Your assignment: Copy everything in the listing below word for word, apart from any images.

The data:
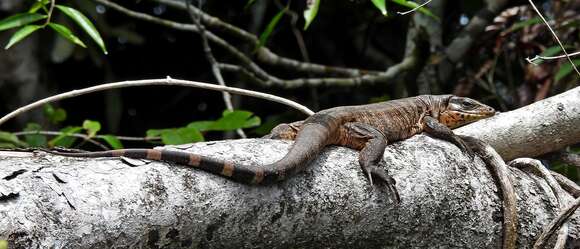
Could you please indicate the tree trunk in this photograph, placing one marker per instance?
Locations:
(447, 200)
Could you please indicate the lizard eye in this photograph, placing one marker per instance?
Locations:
(467, 104)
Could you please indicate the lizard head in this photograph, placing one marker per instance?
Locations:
(461, 111)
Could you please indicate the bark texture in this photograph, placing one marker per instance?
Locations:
(542, 127)
(447, 201)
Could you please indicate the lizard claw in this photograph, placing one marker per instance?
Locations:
(384, 178)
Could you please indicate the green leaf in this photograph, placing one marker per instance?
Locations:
(412, 5)
(113, 141)
(201, 125)
(381, 5)
(38, 5)
(248, 4)
(565, 69)
(35, 140)
(66, 33)
(520, 25)
(65, 140)
(181, 136)
(84, 23)
(55, 116)
(7, 146)
(19, 20)
(268, 31)
(92, 127)
(7, 137)
(21, 34)
(235, 120)
(310, 12)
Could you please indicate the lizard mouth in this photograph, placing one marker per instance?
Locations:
(453, 119)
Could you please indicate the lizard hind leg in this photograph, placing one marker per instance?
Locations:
(371, 143)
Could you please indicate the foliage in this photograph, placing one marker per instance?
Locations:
(69, 136)
(26, 23)
(191, 133)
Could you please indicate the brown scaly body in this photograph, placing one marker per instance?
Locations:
(367, 128)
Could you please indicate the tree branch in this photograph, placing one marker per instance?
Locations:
(542, 127)
(153, 82)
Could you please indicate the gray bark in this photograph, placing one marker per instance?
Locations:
(545, 126)
(447, 201)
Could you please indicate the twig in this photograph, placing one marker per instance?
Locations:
(267, 79)
(500, 170)
(264, 54)
(538, 57)
(556, 223)
(414, 9)
(58, 133)
(212, 61)
(159, 82)
(49, 13)
(566, 157)
(555, 37)
(567, 184)
(247, 62)
(538, 169)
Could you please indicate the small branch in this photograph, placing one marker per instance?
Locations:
(267, 79)
(212, 61)
(500, 171)
(49, 13)
(539, 57)
(241, 70)
(159, 82)
(566, 157)
(414, 9)
(555, 37)
(264, 54)
(58, 133)
(551, 228)
(538, 169)
(567, 184)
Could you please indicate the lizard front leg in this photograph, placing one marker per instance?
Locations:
(371, 143)
(438, 130)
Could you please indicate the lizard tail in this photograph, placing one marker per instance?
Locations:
(311, 140)
(248, 174)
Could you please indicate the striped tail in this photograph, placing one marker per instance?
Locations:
(237, 172)
(309, 143)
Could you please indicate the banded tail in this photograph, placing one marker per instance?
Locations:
(301, 153)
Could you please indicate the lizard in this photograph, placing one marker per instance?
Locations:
(366, 128)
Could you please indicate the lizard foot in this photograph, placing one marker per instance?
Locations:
(384, 178)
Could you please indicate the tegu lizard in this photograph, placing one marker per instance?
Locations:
(367, 128)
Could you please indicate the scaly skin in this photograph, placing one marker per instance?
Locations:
(368, 128)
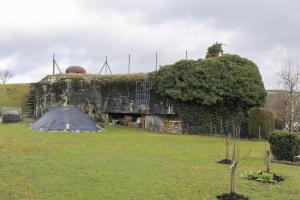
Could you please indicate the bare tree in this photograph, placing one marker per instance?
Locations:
(227, 140)
(289, 77)
(5, 75)
(235, 153)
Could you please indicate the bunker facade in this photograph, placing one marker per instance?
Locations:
(124, 99)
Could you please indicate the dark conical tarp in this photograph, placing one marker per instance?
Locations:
(62, 118)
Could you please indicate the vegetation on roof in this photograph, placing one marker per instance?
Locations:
(95, 77)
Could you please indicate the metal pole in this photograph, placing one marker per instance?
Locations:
(259, 132)
(186, 54)
(129, 64)
(53, 63)
(156, 61)
(106, 65)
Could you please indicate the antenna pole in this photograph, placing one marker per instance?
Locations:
(186, 54)
(53, 63)
(129, 64)
(105, 67)
(156, 60)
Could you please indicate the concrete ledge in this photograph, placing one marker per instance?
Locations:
(286, 162)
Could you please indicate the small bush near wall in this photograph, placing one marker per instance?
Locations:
(260, 120)
(284, 145)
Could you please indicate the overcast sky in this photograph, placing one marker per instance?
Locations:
(83, 32)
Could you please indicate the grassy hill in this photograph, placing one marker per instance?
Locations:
(14, 95)
(127, 163)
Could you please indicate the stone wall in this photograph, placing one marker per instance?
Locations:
(96, 94)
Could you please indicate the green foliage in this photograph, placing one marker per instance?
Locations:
(214, 50)
(88, 78)
(260, 119)
(284, 144)
(261, 176)
(225, 81)
(126, 163)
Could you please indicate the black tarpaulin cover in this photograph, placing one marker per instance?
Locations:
(65, 119)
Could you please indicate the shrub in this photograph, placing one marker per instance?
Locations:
(260, 176)
(263, 119)
(284, 145)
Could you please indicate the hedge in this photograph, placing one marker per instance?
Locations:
(284, 144)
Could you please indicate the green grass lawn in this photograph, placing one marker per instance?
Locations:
(125, 163)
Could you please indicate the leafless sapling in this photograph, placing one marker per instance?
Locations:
(289, 77)
(5, 75)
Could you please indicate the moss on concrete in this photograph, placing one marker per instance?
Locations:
(14, 95)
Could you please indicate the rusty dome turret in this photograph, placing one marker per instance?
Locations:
(75, 70)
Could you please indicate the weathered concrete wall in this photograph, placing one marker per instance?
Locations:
(96, 94)
(154, 122)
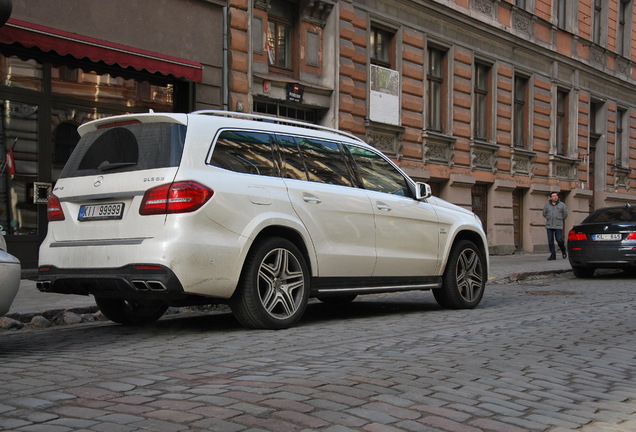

Expected output:
Could you please indicate the tree trunk in this photograph, placing one marker per instance?
Locations:
(447, 200)
Could you please indicate the lizard eye in this photograph, placing one marker per instance?
Locations:
(467, 104)
Could you please indicate the lizard head in this photograph, placing one marker per instance?
Locations:
(461, 111)
Could you please indicate the bark texture in this photograph, placing one marker per instance?
Locations:
(542, 127)
(447, 201)
Could you please indicate the lizard claw in this photograph, placing one marker per instance?
Locations:
(384, 178)
Could you please indicate the green leaf in this photograph, placing one marker per instance?
Locations:
(412, 5)
(113, 141)
(201, 125)
(381, 5)
(38, 5)
(248, 4)
(565, 69)
(35, 140)
(66, 33)
(520, 25)
(65, 140)
(181, 136)
(84, 23)
(55, 116)
(7, 146)
(19, 20)
(268, 31)
(92, 127)
(7, 137)
(21, 34)
(235, 120)
(310, 12)
Could you please indicate the lizard mouth in this photograph, placing one marker per instance?
Locations:
(453, 119)
Could you please indicate the lizard hind leg in this photograph, placing one marker per instance?
Locations:
(371, 143)
Could you please indicate the foliage in this photograph, placing one marker per instance?
Locations:
(69, 136)
(26, 23)
(191, 133)
Could you please indicate the brown scaly body in this photograph, placing one marker per instance?
Locations:
(367, 128)
Could you please indicate the tree branch in this photograph, placing one marker per instance?
Locations:
(542, 127)
(153, 82)
Could you please indicate the gray bark in this photograph, placing one marker per instance?
Locations:
(545, 126)
(447, 201)
Could you please indicate the twig in this photograph, placing one marker per instance?
Locations:
(267, 79)
(500, 170)
(264, 54)
(538, 57)
(556, 223)
(414, 9)
(58, 133)
(212, 61)
(159, 82)
(49, 13)
(566, 157)
(555, 37)
(567, 184)
(247, 62)
(538, 169)
Could you please indicate the small branch in this photograph, placing one marker per instance?
Locations:
(267, 79)
(212, 61)
(500, 171)
(49, 13)
(539, 57)
(241, 70)
(159, 82)
(566, 157)
(414, 9)
(555, 37)
(264, 54)
(58, 133)
(551, 228)
(538, 169)
(567, 184)
Could you please indicate the lizard front leg in this photograph, placing one marker per instance?
Locations:
(371, 143)
(438, 130)
Could you please indicate the lizard tail in this photograph, placing one marker per instance?
Locations:
(311, 140)
(248, 174)
Could you please indicate the striped tail in this photograph, placing one marker per instance?
Locations:
(237, 172)
(309, 143)
Could you please indicate the banded tail in this photograph, placing one marker per instance?
Locations:
(301, 153)
Could you please indicate the lizard in this photograph, placing one marker per instance?
Locations:
(366, 128)
Could you please indicate the lizard foot in this photograph, placing one marker per instance?
Locations:
(384, 178)
Could you please indicate the tegu lizard in this photograph, placing one marker per instance?
Locations:
(367, 128)
Could you please indicate the scaly skin in this photograph, placing one marker per instance?
Locations:
(368, 128)
Could you please indicate the bare tree in this photograph, placing one marker per instance?
Locations:
(227, 140)
(289, 77)
(5, 75)
(235, 153)
Could you please indicate the bunker facade in this photograph, placing one marker per instance?
Locations:
(124, 99)
Could you please indicate the dark conical tarp in this photograph, placing one marker per instance?
Locations:
(62, 118)
Could you please indicate the vegetation on roof in this photograph, placing one marker per instance?
Locations:
(95, 77)
Could you please indicate the metal pole in this photograph, placing one marker per instance?
Locations:
(259, 132)
(186, 54)
(129, 64)
(53, 63)
(156, 61)
(106, 65)
Could you please indicate the antenna pole in this photograph, placing one marker per instance?
Locations:
(186, 54)
(53, 63)
(129, 64)
(105, 67)
(156, 60)
Could you please indicate the concrete ledge in this photograph, placing one marker per instance?
Locations:
(286, 162)
Could you please indicate the small bush near wall in this photograph, placing one marker per instance?
Locations:
(260, 120)
(284, 145)
Could you please indicate the overcast sky in this photograph, placing one marker per instance?
Locations:
(83, 32)
Could you please indicate the grassy hill in this photograph, placing one marker per instance?
Locations:
(14, 95)
(127, 163)
Could you please indicate the stone wall in this photograph, placing one marker per instance?
Locations:
(96, 94)
Could you please indicate the green foliage in this photograph, placing one marker per instance?
Locations:
(214, 50)
(88, 78)
(260, 119)
(284, 144)
(261, 176)
(225, 81)
(126, 163)
Could you please indicate the black tarpaulin cover in this photograph, placing one marker per instance?
Locations:
(65, 119)
Could you please indicate the shrub in this photograph, placing one marker per instance?
Locations:
(260, 176)
(263, 119)
(284, 145)
Could you please indicate the hedge in this photograph, placing one marker per instance?
Locations:
(284, 144)
Could you please indicate the green grass lawn in this photograph, placing one marker per instance?
Locations:
(125, 163)
Could you please indicate the leafless sapling in this photograph, placing one marker per instance?
Locations:
(289, 77)
(5, 75)
Could you please indicate the moss on concrete in this photograph, placing one marker per instance?
Locations:
(14, 95)
Could you please indicate the rusty dome turret in this photograph, placing one marker per instance?
Locations:
(75, 70)
Could you please indicate the weathered concrete wall in this photograph, placing one marker per instance?
Locations:
(96, 94)
(154, 122)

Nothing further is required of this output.